* What you should do: From the first line to the last, return the material exactly.

* Record excerpts:
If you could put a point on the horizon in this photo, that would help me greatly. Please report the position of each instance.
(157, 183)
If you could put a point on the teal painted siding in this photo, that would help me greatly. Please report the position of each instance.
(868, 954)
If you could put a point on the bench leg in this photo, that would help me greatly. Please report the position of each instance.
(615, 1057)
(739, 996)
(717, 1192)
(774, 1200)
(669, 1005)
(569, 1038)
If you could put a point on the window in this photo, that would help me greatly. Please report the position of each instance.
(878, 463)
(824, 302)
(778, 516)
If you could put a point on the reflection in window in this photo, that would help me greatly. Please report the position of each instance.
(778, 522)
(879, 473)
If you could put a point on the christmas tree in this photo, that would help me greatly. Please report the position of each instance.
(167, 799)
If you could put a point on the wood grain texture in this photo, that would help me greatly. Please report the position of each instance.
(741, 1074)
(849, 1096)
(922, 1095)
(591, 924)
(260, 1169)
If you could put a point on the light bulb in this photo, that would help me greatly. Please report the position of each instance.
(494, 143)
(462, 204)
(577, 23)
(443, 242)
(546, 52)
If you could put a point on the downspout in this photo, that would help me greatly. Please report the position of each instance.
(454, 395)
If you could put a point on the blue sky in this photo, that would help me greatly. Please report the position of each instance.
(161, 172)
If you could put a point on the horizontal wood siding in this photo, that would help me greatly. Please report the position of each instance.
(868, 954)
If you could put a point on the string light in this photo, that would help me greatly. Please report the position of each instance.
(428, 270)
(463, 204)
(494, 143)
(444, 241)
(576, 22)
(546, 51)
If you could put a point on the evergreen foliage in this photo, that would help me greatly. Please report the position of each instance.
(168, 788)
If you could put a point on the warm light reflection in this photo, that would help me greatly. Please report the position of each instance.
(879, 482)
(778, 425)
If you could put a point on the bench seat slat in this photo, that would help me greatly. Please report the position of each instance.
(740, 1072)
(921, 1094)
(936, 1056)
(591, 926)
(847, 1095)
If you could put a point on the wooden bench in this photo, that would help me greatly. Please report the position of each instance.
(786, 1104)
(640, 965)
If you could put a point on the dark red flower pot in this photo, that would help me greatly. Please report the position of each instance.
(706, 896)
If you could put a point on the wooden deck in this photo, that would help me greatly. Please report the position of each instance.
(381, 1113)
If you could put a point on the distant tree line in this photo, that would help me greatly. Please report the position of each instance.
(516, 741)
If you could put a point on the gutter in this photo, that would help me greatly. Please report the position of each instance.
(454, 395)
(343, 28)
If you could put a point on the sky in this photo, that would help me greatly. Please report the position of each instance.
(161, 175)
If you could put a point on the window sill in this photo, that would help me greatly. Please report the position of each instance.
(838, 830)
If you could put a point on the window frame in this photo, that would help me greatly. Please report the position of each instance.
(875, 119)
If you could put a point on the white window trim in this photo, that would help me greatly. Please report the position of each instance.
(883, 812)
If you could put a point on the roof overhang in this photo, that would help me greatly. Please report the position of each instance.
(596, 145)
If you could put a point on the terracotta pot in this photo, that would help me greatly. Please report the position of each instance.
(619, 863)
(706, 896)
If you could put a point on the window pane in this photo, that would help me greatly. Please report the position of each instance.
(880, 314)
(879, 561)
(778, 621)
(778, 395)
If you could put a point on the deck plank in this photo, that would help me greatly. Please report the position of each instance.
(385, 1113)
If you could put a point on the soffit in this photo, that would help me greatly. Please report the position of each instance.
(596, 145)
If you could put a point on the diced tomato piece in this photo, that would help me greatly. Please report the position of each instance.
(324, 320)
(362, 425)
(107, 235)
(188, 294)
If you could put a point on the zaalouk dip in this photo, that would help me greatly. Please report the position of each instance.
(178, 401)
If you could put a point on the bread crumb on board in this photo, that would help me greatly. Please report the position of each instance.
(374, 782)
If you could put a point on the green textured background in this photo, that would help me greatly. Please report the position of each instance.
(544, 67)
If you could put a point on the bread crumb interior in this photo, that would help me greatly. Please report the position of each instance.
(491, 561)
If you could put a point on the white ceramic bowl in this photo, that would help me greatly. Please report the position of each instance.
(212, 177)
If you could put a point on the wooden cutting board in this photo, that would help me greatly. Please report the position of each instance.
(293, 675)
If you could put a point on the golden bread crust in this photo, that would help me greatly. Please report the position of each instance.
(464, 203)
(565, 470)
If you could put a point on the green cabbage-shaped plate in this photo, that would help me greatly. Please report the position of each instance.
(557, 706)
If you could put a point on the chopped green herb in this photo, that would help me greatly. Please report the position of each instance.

* Final answer:
If you could put a point on the horizon in this photo, that would help me greatly. Please report the position of each instance.
(157, 183)
If you could put a point on the teal painted siding in this photo, that would help me greatly. Please report the position of each instance.
(868, 954)
If you could put a point on the bench leg in this photo, that would help me greatly. Please report the position of each instance.
(615, 1057)
(739, 996)
(717, 1192)
(774, 1200)
(669, 1005)
(569, 1038)
If you could put a point on the window in this photo, that would help me greatly. Please report the position of each instance.
(878, 463)
(824, 302)
(778, 516)
If you could put a point on the reflection in window in this photo, that would help me greatly. Please report the position of each instance.
(778, 522)
(879, 473)
If you could put a point on the christmas tree in this photo, that would help me greatly. Please report the position of each instance.
(167, 799)
If you could put a point on the wood grain texture in this photo, that would help me greatly. Please report the position of each instance.
(741, 1074)
(849, 1096)
(922, 1095)
(591, 924)
(260, 1169)
If you could put a point on the light bulb in this photo, that would help me greatly. Please report the position of each instance.
(494, 143)
(462, 204)
(577, 23)
(443, 242)
(546, 52)
If you could put a point on the downspout in this photo, that would help me greatly. Please report the position of each instance.
(454, 395)
If you could put a point on the blue sky in this photo, that would help me greatly. Please report the position of each instance.
(161, 172)
If you could put a point on the horizontal wood siding in this photo, that would help me greatly. Please report the position of each instance.
(868, 954)
If you could put a point on the string light in this photo, that would help me greatly. Please report the position of each instance.
(428, 270)
(463, 204)
(494, 143)
(444, 241)
(576, 22)
(546, 51)
If you could put a point on the evergreen foliage in this photo, that would help me greatly. Please report the position of each instance.
(168, 788)
If you could put a point on the warm light reflection in this photo, that would help me greatly. Please report the position of each instance.
(879, 482)
(778, 425)
If you could put a point on the bench seat slat in this photo, that would help me greatly. Please report the position of each instance.
(740, 1072)
(921, 1094)
(936, 1056)
(591, 926)
(847, 1095)
If you could put a point on the wooden bench in this photo, that would help me greatly. Please report the position of each instance.
(786, 1104)
(640, 965)
If you could put a point on the dark red flower pot in this photo, that would help me greatly. Please report the position of each instance.
(706, 896)
If you could put a point on the wooden deck in this photo, that would help me greatly. Please report the position of each instance.
(381, 1113)
If you could put a point on the distant tree line in this photo, that would help me greatly. Please report the position of each instance.
(516, 741)
If you could put a point on the gutter in this photo, that would help me greatly. Please report the position of each instance.
(454, 395)
(343, 28)
If you could put a point on the sky in this photo, that would help me greatly. Please report the position of each instance.
(161, 175)
If you could put a point on the window sill in this photo, that would help me greatly. Please report the position of each instance.
(838, 830)
If you could put a point on the window frame in this photo, that would help me greatly. Please report the position of each instance.
(875, 119)
If you could put a point on the white window trim in this photo, that would help me greatly. Please report the position of each instance.
(883, 812)
If you could put a point on the roof overhang in this photo, that would help me greatly. Please report the position of each instance.
(596, 145)
If you could put a point on the terracotta pot in this photo, that would help me greatly. Please report the position of each instance.
(619, 863)
(706, 896)
If you could put a point on the window pane in this photo, that would help me greatly. Please report the position of each instance.
(880, 314)
(879, 561)
(778, 621)
(778, 395)
If you could put a point on the deck plank in this photo, that would help me greatly. Please report the position of each instance.
(385, 1113)
If you could put a point on the soffit in this photo, that would help me greatly. Please report the position of each instance.
(596, 145)
If you could put a point on the diced tomato piece in this photo, that would help me greatly. Please report the position of each instance.
(324, 320)
(362, 425)
(107, 235)
(188, 294)
If you could put a point on the zaalouk dip in this photo, that would help me greatly. Please report the position of each instance.
(178, 401)
If you could put a point on the bread crumb on board in this photo, that would help me greatly. Please report the position of each instance.
(374, 782)
If you could put a point on the green textured background in this photo, that would help me greatly. Please report the position of each instance.
(544, 67)
If you could put a point on the bread crumb interior in this photo, that would help me greatly. Please report the position of each instance.
(491, 561)
If you could put a point on the white ceramic bowl in this photo, that would help me greatly. Please report the position of each instance.
(212, 177)
If you could put a point on the wooden cutting board in this photo, that would help me greatly. Please report the position of each instance.
(293, 675)
If you could put a point on the golden bread crust in this photo, that would help me greatly. Please report the position of each instance.
(464, 203)
(565, 470)
If you could put a point on the green cabbage-shaped plate in this photo, that would help me greatly. Please report the position of each instance.
(557, 706)
If you could put a point on the chopped green herb in this photo, that would help me greatly. Please report the position of each instance.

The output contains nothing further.